Given problem:
Pull out every line in the entries below that contains the string "railing", treating uppercase and lowercase as different.

Records supplied:
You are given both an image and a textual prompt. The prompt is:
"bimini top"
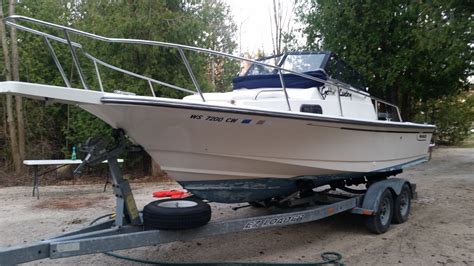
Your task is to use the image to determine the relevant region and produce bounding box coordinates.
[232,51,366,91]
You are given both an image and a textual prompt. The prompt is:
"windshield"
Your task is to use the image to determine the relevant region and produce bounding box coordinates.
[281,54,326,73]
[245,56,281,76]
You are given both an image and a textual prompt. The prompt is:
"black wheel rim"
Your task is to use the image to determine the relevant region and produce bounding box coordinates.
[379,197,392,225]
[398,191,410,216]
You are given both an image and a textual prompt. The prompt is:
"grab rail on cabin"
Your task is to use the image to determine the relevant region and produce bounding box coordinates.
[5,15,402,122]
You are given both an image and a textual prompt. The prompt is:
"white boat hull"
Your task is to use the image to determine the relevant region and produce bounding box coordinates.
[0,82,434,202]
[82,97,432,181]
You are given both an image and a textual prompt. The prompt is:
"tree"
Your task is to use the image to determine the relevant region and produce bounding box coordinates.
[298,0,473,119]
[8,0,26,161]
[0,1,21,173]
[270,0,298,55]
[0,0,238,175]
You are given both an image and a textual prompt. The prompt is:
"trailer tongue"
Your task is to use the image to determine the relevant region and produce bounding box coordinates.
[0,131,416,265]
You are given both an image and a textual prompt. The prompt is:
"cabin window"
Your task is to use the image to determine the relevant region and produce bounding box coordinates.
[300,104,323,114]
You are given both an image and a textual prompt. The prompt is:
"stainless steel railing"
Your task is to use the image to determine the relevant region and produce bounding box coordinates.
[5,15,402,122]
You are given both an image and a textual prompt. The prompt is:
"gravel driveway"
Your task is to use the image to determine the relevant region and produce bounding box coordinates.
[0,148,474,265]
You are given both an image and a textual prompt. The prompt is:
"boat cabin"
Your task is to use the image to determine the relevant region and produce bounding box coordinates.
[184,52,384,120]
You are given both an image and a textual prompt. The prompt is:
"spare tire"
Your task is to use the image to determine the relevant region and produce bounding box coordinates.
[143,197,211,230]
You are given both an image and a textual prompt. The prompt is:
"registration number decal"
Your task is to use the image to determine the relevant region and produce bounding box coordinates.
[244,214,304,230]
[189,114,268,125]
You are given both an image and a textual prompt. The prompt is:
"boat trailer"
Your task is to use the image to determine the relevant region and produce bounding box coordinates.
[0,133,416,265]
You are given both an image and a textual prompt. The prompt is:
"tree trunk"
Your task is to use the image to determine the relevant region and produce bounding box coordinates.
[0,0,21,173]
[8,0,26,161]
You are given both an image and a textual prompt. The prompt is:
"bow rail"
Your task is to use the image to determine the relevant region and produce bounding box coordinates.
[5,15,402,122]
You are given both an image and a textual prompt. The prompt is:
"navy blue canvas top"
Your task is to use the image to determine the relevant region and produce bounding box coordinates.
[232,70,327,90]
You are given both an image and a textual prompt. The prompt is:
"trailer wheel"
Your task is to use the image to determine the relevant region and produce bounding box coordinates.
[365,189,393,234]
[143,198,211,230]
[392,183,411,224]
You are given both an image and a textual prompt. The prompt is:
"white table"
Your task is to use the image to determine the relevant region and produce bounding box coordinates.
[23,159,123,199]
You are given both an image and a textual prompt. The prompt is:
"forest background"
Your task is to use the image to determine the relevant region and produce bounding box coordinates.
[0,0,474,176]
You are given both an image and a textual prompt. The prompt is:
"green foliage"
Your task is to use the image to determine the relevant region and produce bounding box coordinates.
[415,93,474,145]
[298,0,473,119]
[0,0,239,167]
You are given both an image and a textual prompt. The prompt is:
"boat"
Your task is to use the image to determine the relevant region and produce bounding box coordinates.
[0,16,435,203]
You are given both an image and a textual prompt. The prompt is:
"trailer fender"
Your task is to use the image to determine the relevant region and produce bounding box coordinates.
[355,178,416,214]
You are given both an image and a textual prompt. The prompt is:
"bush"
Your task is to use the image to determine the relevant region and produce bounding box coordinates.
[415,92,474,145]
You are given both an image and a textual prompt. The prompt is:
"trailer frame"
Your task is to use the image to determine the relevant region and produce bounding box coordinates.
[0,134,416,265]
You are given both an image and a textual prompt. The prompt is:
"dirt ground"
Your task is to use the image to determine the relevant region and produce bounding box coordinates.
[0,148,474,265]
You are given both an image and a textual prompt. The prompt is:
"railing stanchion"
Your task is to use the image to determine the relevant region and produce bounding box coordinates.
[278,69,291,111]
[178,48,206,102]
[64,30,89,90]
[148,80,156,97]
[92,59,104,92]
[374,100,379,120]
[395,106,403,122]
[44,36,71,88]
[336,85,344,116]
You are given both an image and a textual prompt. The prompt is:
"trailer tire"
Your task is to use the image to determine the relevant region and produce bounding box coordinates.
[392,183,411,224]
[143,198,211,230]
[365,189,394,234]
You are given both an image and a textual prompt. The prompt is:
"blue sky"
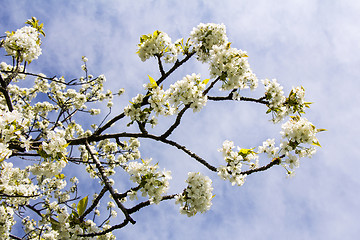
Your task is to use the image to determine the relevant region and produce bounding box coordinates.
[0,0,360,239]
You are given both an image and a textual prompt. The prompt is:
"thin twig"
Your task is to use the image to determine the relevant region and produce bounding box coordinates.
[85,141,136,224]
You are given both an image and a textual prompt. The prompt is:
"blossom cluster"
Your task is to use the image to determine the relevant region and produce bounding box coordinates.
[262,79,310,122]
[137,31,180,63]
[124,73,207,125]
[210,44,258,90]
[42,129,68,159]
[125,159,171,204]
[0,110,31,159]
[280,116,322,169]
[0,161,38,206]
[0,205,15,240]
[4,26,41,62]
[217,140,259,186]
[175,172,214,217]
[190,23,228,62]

Written reply:
"stainless steel railing"
"railing stanchion"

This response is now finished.